• Tarefa: Liste tudo o que, segundo o trecho sobre a conversão ecológica, está em jogo.

Com efeito, só nesta perspectiva é possível descobrir a natureza naquilo que tem de mais profundo, nunca inteiramente apreensível e reificável, e assumir perante ela aquela atitude contemplativa repetidamente mencionada que nos coloca em comunhão com ela, fazendo-nos sentir parte de uma realidade maior, que nos pertence não no sentido de posse, mas de participação, porque tem a ver com o nosso próprio destino. Desta forma, instaura-se uma relação com a natureza que certamente não proíbe o recurso ao empenho transformador, mas que modula tal empenho segundo ritmos que respeitam uma visão holística, que nos impede de cair na tentação de uma abordagem instrumental ou mercantil e nos coloca em condições de reconhecer a presença nela de uma ordem originária inviolável. Em última análise, o que define o sentido desse modo de nos reportar à natureza, é a dimensão estética.
O belo representa a forma mais elevada de contato com a realidade. Partindo do ponto de vista simbólico a que se aludiu, mergulhamos - como os artistas sabem por experiência direta - no vivo do mistério, que exige ser abordado com o pudor de quem se detém na soleira sem pretender cruzá-la.
Verdade e bem recebem desta justaposição uma espécie de transfiguração que lhes confere o mais elevado significado: sem a abertura à beleza, a verdade corre o risco de se transformar em um dogmatismo estéril e o bem em um moralismo legalista de molde farisaico.
Este horizonte cultural e ético que está na base da "conversão ecológica" é o pano de fundo sobre o qual deve ser enxertada uma série de iniciativas estruturais e pessoais. De fato, está em jogo, por um lado, o sistema econômico dominante e, mais radicalmente, o modelo de desenvolvimento até agora utilizado; de outro, o estilo de vida consumista que tem caracterizado o comportamento de grande parte da população dos países desenvolvidos. Sobre o primeiro lado - o estrutural - o conceito de “ecologia integral” nos leva a considerar a estreita relação entre o atual colapso ecológico e a situação de penúria econômica e social generalizada - as desigualdades cresceram enormemente, envolvendo também entre nós uma parte substancial da classe média - e torna transparente o mau funcionamento de um sistema que não pode ser unicamente objeto de ajustes parciais, mas deve ser radicalmente mudado. A grave crise econômico-financeira dos anos 2007-2008 e, mais recentemente, a pandemia de Covid-19 destacaram claramente essa necessidade. O caráter não puramente conjuntural, mas estrutural, de tal crise exige a adoção de medidas absolutamente alternativas. Algumas hipóteses interessantes nessa direção foram formuladas nos últimos anos por renomados economistas de diferentes escolas. O que parece até agora não subsistir é, infelizmente, a presença de uma vontade política capaz de torná-las concretas.

• Material fornecido:
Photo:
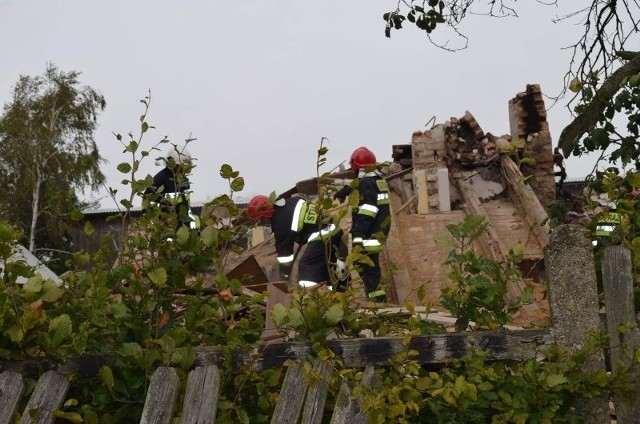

• Espaço para resposta:
- O sistema econômico dominante
- O modelo de desenvolvimento até agora utilizado
- O estilo de vida consumista que tem caracterizado o comportamento de grande parte da população dos países desenvolvidos